### WHAT IS BEING ASKED:
Copy out every one of the records below word for word, leaving out the pictures.

### RECORDS SHOWN:
○ ○ ○ ○ ○ ○ ○

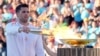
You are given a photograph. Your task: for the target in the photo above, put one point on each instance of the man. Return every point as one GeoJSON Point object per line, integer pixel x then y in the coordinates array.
{"type": "Point", "coordinates": [20, 41]}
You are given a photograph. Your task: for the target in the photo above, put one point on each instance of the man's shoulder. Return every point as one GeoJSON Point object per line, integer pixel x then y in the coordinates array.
{"type": "Point", "coordinates": [11, 24]}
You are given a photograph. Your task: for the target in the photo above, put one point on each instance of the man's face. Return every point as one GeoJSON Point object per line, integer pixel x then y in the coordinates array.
{"type": "Point", "coordinates": [23, 14]}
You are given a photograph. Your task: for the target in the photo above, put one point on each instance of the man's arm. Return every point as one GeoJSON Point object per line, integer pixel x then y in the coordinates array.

○ ○ ○ ○ ○ ○ ○

### CORRECT ANSWER:
You are given a photograph. Your task: for the target in the photo above, put one point on each instance of the man. Return every point as one GeoJSON Point object per line, integer pixel x then y in the coordinates array.
{"type": "Point", "coordinates": [20, 41]}
You are given a photograph. Your task: for the target in the photo above, put one point on each instance of the man's shoulder. Return every point as one GeoJSON Point object per line, integer pixel x then y in the coordinates array.
{"type": "Point", "coordinates": [11, 24]}
You are given a photograph. Your task: for the target in the photo above, put one point on each instance of the man's face. Return every point as one GeoJSON Point object per line, integer pixel x then y in the coordinates array.
{"type": "Point", "coordinates": [23, 14]}
You are given a photograph. Your task: for the target in the photo above, put one point on each instance of the man's arm. Return every point as one GeoJSON Point object per line, integer pixel x then y in the coordinates array.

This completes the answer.